Assignment
Note the line where "Reviewer note: check that every instance of the white sports" appears in the data below; write it out exactly, along with every line that comes after it to the end.

The data
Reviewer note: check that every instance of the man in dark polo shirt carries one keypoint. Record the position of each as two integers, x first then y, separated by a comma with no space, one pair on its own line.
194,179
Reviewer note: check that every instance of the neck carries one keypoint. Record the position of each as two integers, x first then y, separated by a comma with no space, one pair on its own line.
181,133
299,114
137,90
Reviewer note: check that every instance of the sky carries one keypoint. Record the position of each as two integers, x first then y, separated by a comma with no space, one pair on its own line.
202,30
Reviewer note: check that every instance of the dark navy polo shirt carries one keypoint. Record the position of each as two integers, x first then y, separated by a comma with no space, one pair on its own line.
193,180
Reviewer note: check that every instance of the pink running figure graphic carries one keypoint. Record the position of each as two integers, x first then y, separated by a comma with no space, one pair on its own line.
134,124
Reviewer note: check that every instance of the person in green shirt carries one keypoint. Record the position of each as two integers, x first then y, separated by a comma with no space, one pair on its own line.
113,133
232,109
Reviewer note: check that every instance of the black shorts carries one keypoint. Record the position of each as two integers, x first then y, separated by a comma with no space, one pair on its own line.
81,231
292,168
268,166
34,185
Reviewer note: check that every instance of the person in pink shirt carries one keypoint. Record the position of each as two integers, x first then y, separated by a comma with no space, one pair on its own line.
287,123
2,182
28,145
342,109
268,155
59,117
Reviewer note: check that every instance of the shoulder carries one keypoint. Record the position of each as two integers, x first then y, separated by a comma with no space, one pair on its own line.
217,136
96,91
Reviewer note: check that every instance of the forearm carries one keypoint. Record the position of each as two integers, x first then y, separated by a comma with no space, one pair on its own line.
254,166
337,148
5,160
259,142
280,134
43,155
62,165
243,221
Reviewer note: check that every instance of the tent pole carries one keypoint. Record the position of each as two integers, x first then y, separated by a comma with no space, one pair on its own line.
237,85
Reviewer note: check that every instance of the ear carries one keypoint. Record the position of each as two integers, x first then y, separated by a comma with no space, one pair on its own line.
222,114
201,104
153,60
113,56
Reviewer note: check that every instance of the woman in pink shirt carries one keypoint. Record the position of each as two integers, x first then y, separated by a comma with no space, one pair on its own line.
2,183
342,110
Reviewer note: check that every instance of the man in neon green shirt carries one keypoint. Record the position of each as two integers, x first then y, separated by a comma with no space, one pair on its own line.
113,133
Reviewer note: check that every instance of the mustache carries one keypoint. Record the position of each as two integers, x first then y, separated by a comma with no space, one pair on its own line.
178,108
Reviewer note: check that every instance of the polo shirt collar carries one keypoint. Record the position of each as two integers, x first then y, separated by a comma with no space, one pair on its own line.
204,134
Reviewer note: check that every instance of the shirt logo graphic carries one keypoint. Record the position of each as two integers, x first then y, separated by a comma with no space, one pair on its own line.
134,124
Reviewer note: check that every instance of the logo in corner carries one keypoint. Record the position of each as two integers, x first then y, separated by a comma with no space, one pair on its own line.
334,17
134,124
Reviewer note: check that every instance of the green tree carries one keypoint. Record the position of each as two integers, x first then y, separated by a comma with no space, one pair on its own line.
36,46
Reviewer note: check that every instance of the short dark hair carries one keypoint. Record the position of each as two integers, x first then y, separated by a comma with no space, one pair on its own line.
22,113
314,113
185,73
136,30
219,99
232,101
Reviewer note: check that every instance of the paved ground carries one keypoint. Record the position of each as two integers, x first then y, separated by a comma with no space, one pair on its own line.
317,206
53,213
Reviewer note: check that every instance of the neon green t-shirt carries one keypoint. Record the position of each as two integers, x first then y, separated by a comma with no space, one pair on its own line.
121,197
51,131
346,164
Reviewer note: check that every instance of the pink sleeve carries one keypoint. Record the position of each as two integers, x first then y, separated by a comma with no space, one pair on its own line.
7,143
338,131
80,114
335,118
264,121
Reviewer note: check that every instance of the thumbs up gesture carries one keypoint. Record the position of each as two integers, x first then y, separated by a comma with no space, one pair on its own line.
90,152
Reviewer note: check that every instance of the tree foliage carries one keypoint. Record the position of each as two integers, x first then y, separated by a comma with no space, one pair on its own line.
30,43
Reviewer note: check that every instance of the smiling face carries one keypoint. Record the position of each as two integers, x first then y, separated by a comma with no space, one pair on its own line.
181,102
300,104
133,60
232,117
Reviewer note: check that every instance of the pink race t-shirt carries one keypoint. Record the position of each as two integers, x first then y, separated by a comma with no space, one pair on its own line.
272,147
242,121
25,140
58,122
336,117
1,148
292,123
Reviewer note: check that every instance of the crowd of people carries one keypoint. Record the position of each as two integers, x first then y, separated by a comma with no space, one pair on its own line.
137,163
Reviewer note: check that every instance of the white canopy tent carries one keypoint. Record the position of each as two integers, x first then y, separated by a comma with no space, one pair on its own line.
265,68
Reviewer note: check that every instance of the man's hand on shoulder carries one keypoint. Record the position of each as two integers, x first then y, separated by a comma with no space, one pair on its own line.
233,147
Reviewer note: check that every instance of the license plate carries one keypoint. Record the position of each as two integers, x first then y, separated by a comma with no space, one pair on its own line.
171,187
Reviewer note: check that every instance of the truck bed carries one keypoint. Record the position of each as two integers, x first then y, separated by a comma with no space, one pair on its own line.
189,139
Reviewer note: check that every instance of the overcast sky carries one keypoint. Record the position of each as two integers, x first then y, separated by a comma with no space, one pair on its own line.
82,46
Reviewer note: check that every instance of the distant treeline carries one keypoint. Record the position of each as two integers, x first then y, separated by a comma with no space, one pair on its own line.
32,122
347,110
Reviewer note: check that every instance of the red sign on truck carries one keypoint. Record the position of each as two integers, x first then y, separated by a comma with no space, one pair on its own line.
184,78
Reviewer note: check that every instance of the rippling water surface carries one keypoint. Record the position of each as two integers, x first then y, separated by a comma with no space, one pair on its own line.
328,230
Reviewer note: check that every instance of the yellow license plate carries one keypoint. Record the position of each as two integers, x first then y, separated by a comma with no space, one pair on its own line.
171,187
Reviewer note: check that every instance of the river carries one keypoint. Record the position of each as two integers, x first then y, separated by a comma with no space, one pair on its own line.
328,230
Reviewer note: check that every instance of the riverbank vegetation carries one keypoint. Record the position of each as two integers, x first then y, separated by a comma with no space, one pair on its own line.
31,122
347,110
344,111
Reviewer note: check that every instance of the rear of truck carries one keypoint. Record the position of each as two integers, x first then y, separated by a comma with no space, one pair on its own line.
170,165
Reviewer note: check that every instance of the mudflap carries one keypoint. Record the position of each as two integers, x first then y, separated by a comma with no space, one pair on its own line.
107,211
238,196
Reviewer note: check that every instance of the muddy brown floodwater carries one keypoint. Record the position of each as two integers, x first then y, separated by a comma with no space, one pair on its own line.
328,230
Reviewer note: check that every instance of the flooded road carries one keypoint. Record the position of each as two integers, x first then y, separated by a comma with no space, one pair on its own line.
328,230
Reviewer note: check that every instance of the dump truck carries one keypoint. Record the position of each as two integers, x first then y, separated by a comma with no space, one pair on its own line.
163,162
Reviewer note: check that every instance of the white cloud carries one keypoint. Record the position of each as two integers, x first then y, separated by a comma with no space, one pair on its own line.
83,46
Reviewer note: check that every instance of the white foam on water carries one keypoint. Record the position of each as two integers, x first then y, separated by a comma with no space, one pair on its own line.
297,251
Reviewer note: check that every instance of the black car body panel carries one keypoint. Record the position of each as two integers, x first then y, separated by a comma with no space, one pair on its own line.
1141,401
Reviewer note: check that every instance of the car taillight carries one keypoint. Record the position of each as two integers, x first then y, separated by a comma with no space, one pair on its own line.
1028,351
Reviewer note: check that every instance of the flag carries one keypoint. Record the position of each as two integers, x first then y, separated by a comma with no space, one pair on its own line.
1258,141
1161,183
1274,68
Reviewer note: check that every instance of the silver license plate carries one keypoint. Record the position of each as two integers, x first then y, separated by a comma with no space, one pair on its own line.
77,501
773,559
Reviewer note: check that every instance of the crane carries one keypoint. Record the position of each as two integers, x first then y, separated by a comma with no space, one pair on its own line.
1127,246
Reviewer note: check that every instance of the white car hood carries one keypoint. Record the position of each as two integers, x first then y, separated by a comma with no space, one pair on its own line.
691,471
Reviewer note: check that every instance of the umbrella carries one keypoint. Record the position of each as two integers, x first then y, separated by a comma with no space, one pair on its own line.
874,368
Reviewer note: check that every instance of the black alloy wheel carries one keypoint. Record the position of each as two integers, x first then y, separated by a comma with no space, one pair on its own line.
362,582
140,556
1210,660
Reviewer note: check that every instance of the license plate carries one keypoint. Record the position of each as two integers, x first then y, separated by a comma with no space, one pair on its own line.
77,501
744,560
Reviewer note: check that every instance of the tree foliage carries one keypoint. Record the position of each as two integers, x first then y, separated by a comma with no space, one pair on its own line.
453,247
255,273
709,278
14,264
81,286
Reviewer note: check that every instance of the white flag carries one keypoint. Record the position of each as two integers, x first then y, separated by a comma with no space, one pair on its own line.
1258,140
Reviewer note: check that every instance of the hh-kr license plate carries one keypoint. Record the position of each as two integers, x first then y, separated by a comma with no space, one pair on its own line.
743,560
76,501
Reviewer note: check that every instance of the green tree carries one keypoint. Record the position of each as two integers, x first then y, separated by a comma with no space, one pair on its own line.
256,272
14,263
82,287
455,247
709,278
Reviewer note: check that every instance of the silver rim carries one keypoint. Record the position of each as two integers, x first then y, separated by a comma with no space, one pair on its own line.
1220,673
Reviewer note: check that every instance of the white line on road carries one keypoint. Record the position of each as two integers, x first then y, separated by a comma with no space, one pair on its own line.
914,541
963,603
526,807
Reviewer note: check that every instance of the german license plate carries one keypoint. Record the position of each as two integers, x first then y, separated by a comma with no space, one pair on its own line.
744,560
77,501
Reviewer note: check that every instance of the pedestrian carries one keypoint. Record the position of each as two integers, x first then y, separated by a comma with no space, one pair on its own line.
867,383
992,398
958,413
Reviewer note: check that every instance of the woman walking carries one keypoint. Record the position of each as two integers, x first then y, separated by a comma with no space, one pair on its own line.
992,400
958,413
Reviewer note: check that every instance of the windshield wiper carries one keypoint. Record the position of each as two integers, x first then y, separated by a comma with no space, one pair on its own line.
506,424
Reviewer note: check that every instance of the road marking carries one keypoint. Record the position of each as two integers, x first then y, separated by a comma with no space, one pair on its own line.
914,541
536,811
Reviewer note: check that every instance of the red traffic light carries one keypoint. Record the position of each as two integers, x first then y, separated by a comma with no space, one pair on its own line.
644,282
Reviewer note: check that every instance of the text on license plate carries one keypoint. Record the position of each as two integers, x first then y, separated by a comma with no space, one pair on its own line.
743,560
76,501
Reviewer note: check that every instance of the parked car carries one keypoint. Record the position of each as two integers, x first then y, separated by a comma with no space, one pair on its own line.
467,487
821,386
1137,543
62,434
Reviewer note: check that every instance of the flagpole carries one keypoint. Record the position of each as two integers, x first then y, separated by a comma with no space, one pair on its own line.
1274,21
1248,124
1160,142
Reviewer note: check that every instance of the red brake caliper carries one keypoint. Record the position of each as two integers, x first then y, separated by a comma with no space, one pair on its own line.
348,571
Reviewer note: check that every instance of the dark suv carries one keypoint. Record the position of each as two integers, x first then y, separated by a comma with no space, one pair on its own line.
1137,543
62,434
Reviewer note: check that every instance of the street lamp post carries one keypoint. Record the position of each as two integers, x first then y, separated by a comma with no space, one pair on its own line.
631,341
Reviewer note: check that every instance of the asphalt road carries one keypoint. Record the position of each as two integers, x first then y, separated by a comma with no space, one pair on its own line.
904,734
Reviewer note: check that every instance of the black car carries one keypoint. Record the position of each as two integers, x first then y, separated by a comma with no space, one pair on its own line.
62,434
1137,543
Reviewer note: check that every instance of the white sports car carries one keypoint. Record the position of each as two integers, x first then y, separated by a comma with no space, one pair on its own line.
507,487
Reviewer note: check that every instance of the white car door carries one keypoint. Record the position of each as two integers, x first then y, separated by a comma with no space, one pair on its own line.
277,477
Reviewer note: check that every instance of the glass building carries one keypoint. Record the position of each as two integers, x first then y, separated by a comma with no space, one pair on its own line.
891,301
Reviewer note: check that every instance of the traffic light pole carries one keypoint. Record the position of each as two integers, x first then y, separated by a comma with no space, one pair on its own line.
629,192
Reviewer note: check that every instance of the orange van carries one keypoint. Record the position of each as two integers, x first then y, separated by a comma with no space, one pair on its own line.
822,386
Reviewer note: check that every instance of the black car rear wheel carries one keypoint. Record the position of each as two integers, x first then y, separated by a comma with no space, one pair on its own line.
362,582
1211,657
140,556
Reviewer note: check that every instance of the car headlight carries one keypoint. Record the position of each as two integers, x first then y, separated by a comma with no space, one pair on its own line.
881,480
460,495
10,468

Solution for this problem
Reviewer note: check that every instance of the white sports car carries one keypoint. Record the position of each as two integers, x first then y, separated by a comma with no space, one pair on its own line.
507,487
Reviewer note: check that every instance of the white car door carries one keypoint. Record the position of each as two integers, x first then y, separated by a comma with no space, one pair on its own line.
277,477
Reviewer note: check that every instance of the glass building carries one keypoint. Record the position of each as two integers, x first then y, separated by a comma with no space, one pair on its own line.
891,301
Reviewer note: check that every instance of the traffic light pole carries one keypoint. Record the position of each as two integers, x first then y, separated by a comma with no space, one pair on its own line.
629,192
Reviewer note: check that every instance of the orange van carries one keypoint. Record the position of each as two integers, x first then y, separated by a comma with no space, one pair on its own line.
822,386
Reviewer note: check that every instance of the black car rear wheel carries one keypoint. Record the position of each as two integers, x first then y, separated by a comma with no space, one pair on its own line.
362,582
1211,657
140,556
Reviewer note: check that every instance of the car headlight carries one keypoint. Record the position of each as two integers, x first then y, separated by a comma with no space, one pair on its own line.
881,480
460,495
10,468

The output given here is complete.